Dataset records:
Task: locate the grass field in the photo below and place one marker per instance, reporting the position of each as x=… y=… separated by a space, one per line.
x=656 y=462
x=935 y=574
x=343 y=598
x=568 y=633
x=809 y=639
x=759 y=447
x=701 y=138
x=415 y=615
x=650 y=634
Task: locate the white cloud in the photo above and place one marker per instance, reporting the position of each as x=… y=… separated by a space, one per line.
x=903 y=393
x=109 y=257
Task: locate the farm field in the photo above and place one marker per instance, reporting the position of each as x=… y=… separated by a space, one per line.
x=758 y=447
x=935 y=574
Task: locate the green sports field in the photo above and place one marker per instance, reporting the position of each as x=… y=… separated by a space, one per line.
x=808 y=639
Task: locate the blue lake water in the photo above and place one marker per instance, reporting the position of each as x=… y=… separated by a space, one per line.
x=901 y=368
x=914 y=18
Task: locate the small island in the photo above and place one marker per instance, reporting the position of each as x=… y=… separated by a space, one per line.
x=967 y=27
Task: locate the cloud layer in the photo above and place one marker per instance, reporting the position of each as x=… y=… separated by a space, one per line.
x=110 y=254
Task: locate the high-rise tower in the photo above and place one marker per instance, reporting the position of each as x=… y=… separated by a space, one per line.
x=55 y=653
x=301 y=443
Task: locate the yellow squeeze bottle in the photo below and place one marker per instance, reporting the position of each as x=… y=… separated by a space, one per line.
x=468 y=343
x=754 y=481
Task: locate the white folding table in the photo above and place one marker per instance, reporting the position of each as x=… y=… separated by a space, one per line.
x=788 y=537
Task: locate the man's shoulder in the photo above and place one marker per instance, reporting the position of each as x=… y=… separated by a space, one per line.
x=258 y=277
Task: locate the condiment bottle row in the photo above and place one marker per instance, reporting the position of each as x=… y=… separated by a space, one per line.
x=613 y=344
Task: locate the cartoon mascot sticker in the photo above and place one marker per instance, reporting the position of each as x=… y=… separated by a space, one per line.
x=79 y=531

_ABOUT THIS EXERCISE_
The expected result is an exact transcription of the lines from the one containing "Task: locate the cloud" through the end of the records above; please include both ends.

_RESULT BELOW_
Task: locate the cloud layer in the photo above and place one marker per instance, reporting the position of each as x=… y=… separated by a space, one per line.
x=110 y=254
Task: locate the high-rise tower in the photo above and place one marker per instance, reporting the position of each as x=… y=… separated by a space, one per line.
x=55 y=653
x=301 y=443
Task: locate the yellow squeeze bottle in the photo below and place one marker per instance, reporting the position of each as x=… y=… separated by a space, one per line.
x=468 y=343
x=754 y=481
Task: locate the white folding table in the photo above and place one marker per instance, reporting the position of each as x=… y=… separated by a space, one per line.
x=788 y=537
Task: locate the man's shoulder in the photo above and place one marker per instance, reporting the position of each as x=… y=… separated by a space, one per line.
x=258 y=277
Task: locate the condiment bottle row in the photo above and place one marker per instance, reporting the position of each as x=… y=… separated by a space, one per line.
x=613 y=344
Task: locate the cartoon mascot sticker in the photo above and place one marker per instance, reporting the position of each as x=… y=… separated by a space, one per line.
x=79 y=531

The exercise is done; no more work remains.